[Set problem]:
Which lines in the records below contain the string "foliage"? Copy each of those lines, treating uppercase and lowercase as different.

Point labeling examples:
......

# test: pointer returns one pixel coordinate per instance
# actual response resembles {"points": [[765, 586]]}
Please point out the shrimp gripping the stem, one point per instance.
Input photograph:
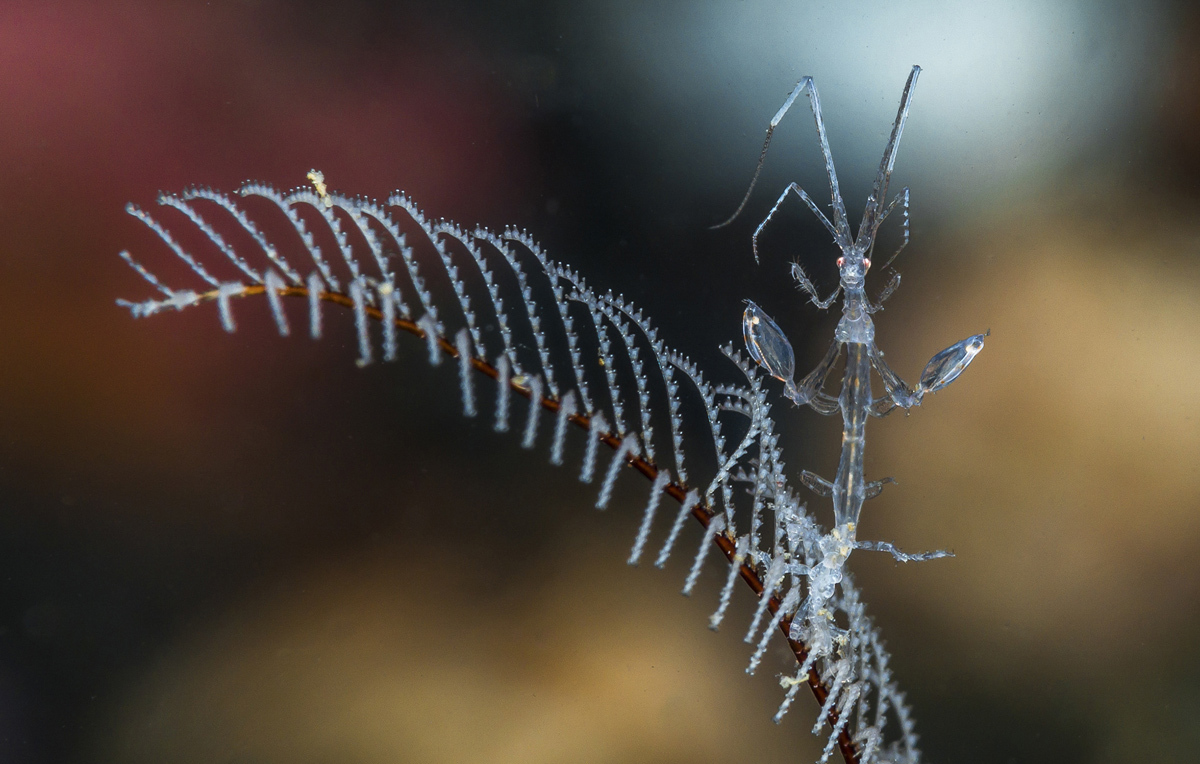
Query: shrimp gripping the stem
{"points": [[855, 334]]}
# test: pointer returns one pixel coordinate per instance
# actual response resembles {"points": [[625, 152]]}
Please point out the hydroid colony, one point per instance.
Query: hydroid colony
{"points": [[555, 354]]}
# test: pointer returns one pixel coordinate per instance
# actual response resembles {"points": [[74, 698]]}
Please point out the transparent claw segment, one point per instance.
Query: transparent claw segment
{"points": [[946, 366], [900, 557], [816, 483], [769, 348], [942, 370]]}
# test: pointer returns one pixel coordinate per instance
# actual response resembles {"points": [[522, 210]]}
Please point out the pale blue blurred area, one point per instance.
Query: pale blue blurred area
{"points": [[1012, 94]]}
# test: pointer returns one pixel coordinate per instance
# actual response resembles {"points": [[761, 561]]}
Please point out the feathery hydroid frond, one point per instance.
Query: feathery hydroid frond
{"points": [[633, 382]]}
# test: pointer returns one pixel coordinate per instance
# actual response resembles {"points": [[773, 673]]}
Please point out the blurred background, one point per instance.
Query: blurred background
{"points": [[244, 548]]}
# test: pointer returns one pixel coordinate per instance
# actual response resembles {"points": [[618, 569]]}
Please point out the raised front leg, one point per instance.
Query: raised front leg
{"points": [[810, 389], [805, 286], [898, 389]]}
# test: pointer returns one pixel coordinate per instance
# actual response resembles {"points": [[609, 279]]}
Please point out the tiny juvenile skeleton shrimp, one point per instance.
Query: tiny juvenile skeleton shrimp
{"points": [[855, 334], [318, 182]]}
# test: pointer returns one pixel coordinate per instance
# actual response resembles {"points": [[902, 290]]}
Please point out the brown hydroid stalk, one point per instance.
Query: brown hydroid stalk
{"points": [[677, 491]]}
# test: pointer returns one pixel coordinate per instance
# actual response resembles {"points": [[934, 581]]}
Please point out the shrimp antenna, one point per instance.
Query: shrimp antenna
{"points": [[762, 157]]}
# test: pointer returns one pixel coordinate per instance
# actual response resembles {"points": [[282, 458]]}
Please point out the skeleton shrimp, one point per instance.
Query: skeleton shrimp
{"points": [[771, 349]]}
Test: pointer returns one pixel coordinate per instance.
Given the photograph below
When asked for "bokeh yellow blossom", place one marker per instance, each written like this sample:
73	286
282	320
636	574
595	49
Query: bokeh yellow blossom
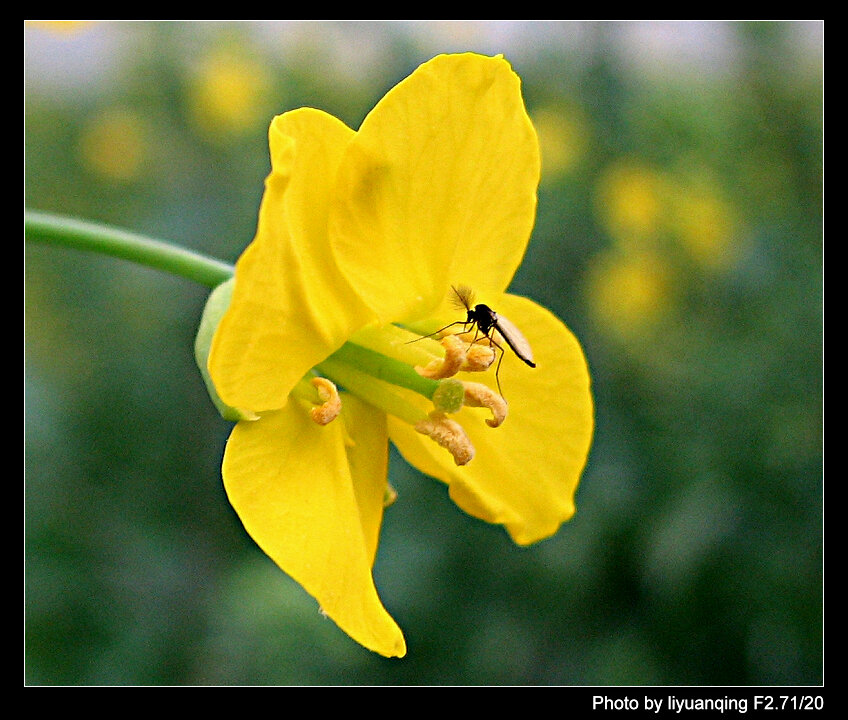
115	145
228	93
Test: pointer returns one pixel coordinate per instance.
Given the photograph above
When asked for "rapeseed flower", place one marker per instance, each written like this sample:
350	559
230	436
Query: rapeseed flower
361	235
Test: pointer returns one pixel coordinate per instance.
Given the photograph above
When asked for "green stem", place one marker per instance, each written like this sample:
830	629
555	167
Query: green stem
70	232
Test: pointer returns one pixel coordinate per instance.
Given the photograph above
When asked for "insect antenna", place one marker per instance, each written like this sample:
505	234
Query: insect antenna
463	297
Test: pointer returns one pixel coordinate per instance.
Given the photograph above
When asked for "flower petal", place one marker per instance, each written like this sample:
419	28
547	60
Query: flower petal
525	472
291	307
290	483
438	186
368	458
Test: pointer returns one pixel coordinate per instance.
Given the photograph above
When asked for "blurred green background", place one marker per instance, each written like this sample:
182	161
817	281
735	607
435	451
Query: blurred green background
679	234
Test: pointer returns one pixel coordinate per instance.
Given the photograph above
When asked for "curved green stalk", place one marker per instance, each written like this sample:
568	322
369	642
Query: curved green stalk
70	232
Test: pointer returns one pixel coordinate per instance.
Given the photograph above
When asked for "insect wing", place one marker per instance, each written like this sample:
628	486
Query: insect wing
515	340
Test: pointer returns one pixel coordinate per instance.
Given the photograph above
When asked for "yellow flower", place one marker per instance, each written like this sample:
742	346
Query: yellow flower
360	237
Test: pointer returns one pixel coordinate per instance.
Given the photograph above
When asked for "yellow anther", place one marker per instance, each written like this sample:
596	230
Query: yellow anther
479	395
389	495
453	361
331	402
478	358
449	434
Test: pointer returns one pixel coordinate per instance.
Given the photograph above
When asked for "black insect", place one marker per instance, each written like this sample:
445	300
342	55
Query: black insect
484	321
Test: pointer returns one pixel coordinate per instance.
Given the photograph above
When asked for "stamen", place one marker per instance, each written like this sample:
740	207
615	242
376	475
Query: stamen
389	496
332	404
455	358
479	395
478	358
448	434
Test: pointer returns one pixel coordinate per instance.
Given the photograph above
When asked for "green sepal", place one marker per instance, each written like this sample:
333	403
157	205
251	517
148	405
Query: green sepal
216	306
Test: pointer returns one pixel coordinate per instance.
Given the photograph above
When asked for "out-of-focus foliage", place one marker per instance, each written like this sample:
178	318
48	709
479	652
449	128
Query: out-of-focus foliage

......

[Response for this exercise]:
When asked for "out-of-focus foliage", place one marker per instance, each written like this sample:
Query: out-of-focus foliage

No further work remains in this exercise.